Task statement
Pictures should be excluded; otherwise, copy every entry exactly.

Region pointing data:
------------------------------

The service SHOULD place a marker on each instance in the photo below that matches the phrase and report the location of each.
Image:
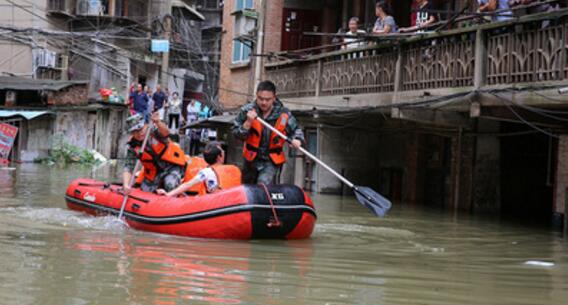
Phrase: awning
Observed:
(20, 83)
(26, 114)
(212, 122)
(193, 11)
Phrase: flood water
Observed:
(51, 255)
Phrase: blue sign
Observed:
(160, 45)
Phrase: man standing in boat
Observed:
(163, 160)
(263, 149)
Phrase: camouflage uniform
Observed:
(262, 170)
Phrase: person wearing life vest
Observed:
(163, 161)
(263, 149)
(214, 177)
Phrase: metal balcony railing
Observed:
(528, 49)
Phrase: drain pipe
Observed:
(458, 171)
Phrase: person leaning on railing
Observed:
(500, 8)
(385, 23)
(353, 42)
(424, 16)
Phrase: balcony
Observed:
(89, 14)
(63, 8)
(531, 50)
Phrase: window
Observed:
(241, 52)
(243, 4)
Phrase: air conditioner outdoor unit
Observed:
(10, 98)
(89, 7)
(245, 23)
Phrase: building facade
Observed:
(102, 44)
(465, 116)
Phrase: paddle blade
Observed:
(378, 204)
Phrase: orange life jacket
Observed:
(228, 176)
(194, 165)
(276, 143)
(155, 151)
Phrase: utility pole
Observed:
(259, 59)
(166, 55)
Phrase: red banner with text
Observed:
(7, 135)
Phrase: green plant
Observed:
(62, 152)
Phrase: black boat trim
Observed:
(232, 209)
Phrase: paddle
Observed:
(136, 169)
(378, 204)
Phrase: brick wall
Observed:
(237, 80)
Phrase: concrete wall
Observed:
(237, 80)
(74, 95)
(487, 172)
(38, 134)
(561, 181)
(350, 152)
(16, 57)
(72, 125)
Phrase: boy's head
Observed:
(213, 152)
(353, 24)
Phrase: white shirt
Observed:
(192, 113)
(353, 43)
(208, 176)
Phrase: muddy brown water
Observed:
(51, 255)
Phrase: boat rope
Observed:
(274, 221)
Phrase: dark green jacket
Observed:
(293, 129)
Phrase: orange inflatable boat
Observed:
(241, 212)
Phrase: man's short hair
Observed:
(266, 86)
(211, 152)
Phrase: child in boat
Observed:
(214, 156)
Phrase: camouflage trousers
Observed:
(168, 179)
(261, 172)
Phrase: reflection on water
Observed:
(51, 255)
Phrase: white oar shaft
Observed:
(307, 153)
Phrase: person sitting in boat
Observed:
(214, 177)
(163, 160)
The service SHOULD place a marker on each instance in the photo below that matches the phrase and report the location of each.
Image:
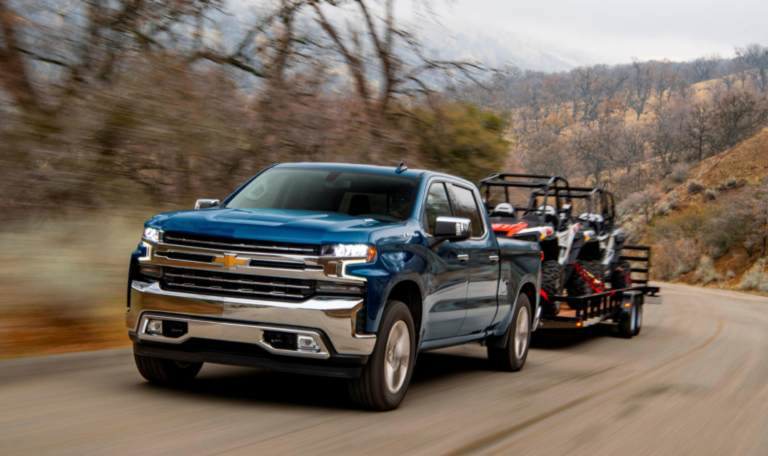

------------------------------

Exercise answer
The service SHOULD place a marker on each instance in the photo below that matches the phrase and report the location of each.
Image:
Phrase: awning
Observed:
(20, 83)
(26, 114)
(212, 122)
(193, 11)
Phrase: flood water
Observed:
(51, 255)
Phrase: blue sign
Observed:
(160, 45)
Phrase: man standing in boat
Observed:
(163, 160)
(263, 149)
Phrase: camouflage uniform
Observed:
(262, 170)
Phrase: person wearing life vest
Observed:
(163, 161)
(263, 149)
(214, 177)
Phrase: metal balcony railing
Observed:
(528, 49)
Phrase: drain pipe
Observed:
(458, 171)
Phrase: person leaning on railing
Observed:
(500, 8)
(385, 23)
(353, 42)
(424, 16)
Phrase: balcony
Observed:
(89, 14)
(63, 8)
(531, 50)
Phrase: window
Observed:
(241, 52)
(243, 4)
Phrase: air conditioner outdoor unit
Observed:
(10, 98)
(89, 7)
(245, 23)
Phrase: building facade
Observed:
(102, 44)
(465, 116)
Phrase: paddle blade
Observed:
(378, 204)
Phrase: orange life jacket
Observed:
(228, 176)
(194, 165)
(276, 143)
(155, 151)
Phrase: utility pole
Observed:
(259, 59)
(166, 55)
Phrase: red banner with text
Observed:
(7, 135)
Phrase: green plant
Observed:
(62, 152)
Phrase: black boat trim
Observed:
(232, 209)
Phrase: paddle
Observed:
(136, 169)
(378, 204)
Phrase: brick wall
Observed:
(237, 80)
Phrase: concrete wall
Observed:
(237, 80)
(74, 95)
(487, 172)
(38, 134)
(561, 181)
(350, 152)
(16, 57)
(72, 125)
Phrase: boy's head
Observed:
(213, 152)
(353, 24)
Phrase: white shirt
Observed:
(192, 113)
(353, 43)
(208, 176)
Phrase: muddy brown water
Observed:
(51, 255)
Phrase: boat rope
Observed:
(274, 221)
Phrase: dark green jacket
Observed:
(293, 129)
Phrase: orange inflatable boat
Observed:
(241, 212)
Phrase: man's short hair
Observed:
(266, 86)
(211, 152)
Phrase: child in boat
Observed:
(214, 156)
Phrase: camouflage trousers
Observed:
(168, 179)
(261, 172)
Phrase: reflection on water
Observed:
(51, 255)
Phrase: white oar shaft
Observed:
(307, 153)
Phrase: person sitting in boat
Observed:
(214, 177)
(163, 160)
The service SHOULD place a marker on each instance in the photo below that matches the phrase and report the location of each.
Image:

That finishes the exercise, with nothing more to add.